Referring expression pointing data:
[Start of Attachment]

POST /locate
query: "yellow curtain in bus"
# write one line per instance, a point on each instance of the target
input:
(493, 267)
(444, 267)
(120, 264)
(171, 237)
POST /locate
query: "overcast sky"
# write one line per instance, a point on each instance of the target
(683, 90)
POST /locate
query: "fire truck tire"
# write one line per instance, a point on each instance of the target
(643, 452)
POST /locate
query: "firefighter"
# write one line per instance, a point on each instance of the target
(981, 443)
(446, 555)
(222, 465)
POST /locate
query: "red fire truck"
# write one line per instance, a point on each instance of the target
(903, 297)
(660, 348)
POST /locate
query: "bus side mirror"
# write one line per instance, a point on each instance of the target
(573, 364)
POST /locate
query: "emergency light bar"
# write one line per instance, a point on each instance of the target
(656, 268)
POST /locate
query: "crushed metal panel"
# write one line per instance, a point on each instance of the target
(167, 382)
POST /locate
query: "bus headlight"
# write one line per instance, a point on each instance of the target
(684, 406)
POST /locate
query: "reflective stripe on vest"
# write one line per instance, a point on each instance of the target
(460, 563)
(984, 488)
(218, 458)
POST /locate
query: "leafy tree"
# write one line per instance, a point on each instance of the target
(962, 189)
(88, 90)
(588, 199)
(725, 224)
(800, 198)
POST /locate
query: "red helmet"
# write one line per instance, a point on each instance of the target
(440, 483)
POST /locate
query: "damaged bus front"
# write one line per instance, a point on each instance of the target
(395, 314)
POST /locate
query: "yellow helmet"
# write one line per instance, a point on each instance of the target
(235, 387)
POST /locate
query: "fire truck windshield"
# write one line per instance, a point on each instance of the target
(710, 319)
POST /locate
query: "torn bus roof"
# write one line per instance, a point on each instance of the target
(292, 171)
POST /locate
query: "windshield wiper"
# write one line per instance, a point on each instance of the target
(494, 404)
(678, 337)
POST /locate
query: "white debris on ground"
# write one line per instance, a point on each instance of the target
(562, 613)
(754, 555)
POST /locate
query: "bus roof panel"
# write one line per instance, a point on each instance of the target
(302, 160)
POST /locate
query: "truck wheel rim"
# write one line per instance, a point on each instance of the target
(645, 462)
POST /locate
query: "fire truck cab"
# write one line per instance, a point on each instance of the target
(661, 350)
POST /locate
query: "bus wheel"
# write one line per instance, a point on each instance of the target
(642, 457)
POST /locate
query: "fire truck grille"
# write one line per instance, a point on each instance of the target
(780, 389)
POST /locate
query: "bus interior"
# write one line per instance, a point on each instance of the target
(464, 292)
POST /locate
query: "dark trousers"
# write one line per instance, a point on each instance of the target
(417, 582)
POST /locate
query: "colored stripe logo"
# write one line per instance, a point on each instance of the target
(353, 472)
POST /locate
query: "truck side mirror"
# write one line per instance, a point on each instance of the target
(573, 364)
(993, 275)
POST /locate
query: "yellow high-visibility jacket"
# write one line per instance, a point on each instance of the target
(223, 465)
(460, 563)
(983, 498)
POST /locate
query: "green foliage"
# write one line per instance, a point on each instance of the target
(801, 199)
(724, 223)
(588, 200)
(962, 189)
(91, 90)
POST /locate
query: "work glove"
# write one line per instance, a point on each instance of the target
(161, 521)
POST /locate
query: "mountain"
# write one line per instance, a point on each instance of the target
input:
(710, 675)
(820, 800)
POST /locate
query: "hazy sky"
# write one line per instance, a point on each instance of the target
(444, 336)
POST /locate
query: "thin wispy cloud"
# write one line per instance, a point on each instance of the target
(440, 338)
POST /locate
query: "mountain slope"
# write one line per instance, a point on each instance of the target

[End of Attachment]

Return the data from the top line through the bottom line exactly.

POST /locate
query: "yellow curtain in bus"
# write one line per instance, a point on each instance of the target
input:
(493, 267)
(444, 267)
(120, 264)
(171, 237)
POST /locate
query: "overcast sky"
# write one line per instance, a point on each instance of the target
(683, 90)
POST /locate
query: "fire truck tire"
# write one line per instance, a point on each instance of the target
(643, 452)
POST /locate
query: "firefighter"
# write one line per instance, a point on each instance of the target
(981, 443)
(446, 555)
(222, 465)
POST /locate
query: "red fire truck"
# write one line per instance, a point on each instance of the target
(903, 297)
(660, 348)
POST /locate
query: "bus side mirror"
# write one line per instance, a point on each instance of the target
(573, 364)
POST /locate
query: "emergency light bar"
# write one line per instance, a point on each instance of the target
(656, 268)
POST /locate
query: "crushed metal panel"
# write one line per instance, a point on each instance of the target
(167, 382)
POST /locate
query: "bus headlight"
# write one line per instance, a point on each instance of the target
(684, 406)
POST /locate
query: "reflective stripe on vest"
# write one line per instance, a point on each instance of the target
(460, 563)
(984, 488)
(218, 458)
POST /locate
query: "leafy tree"
# write one line per instance, a point on each instance of the target
(962, 189)
(88, 90)
(588, 199)
(725, 224)
(800, 198)
POST /locate
query: "red helmet"
# write one line per instance, a point on each instance of the target
(440, 483)
POST /locate
query: "damaged bus front"
# write one line per instance, a point on each instance of the target
(395, 314)
POST /locate
query: "yellow helmet"
# write one line per instance, a point on each instance of the target
(235, 387)
POST /locate
query: "fire truck windshield"
# write one line per instance, a point on each instance of the target
(710, 319)
POST /locate
query: "torn bus roof"
# write one line per instance, a point on each instance of the target
(292, 171)
POST /locate
query: "windshield wiper"
# write one line per instance, a point on each instance of the target
(494, 404)
(678, 337)
POST /locate
query: "white debris on ground"
# write one line per instance, a point on each instance of the target
(562, 613)
(754, 555)
POST /locate
query: "bus roof panel"
# write one line per instance, a point on each instance of the target
(302, 160)
POST /locate
query: "truck wheel rim"
# write one line per instance, a point on each instance of the target
(645, 462)
POST /locate
query: "fire truck cab"
# write one line per instance, a point on each instance of the target
(661, 350)
POST /locate
query: "bus wheel"
# write one line per instance, a point on each instance of the target
(642, 457)
POST /locate
query: "fire truck grille"
# write one line per instance, a point on each instance of the target
(780, 389)
POST /locate
query: "bus interior"
# write one line per instance, a point on each instance of the target
(464, 292)
POST /locate
query: "dark trousers"
# write one line per instance, a point on each instance of the target
(417, 582)
POST /locate
query: "colored stripe logo"
# write one line per instance, a point on each instance of the target
(353, 472)
POST /locate
query: "truck side mirror"
# write one line per instance, a point on each instance of the target
(573, 364)
(993, 275)
POST /locate
query: "yellow high-visibility jacket"
# write one line per instance, a point on each instance of the target
(223, 465)
(460, 563)
(983, 498)
POST /locate
query: "green foliage"
# write one line per instance, a point on each instance of the target
(801, 199)
(724, 223)
(588, 200)
(962, 189)
(91, 90)
POST /locate
query: "work glove"
# write one line per instance, a point on each instance of the target
(161, 521)
POST /locate
query: "mountain"
# write one line per instance, a point on each instance of the target
input:
(710, 675)
(820, 800)
POST /locate
query: "hazy sky"
# write one line per instance, a point on each instance of the target
(444, 336)
POST /locate
query: "thin wispy cloud"
# write one line per instance, a point on each instance of the target
(440, 338)
POST /locate
query: "mountain slope"
# write one line per instance, a point on each instance of the target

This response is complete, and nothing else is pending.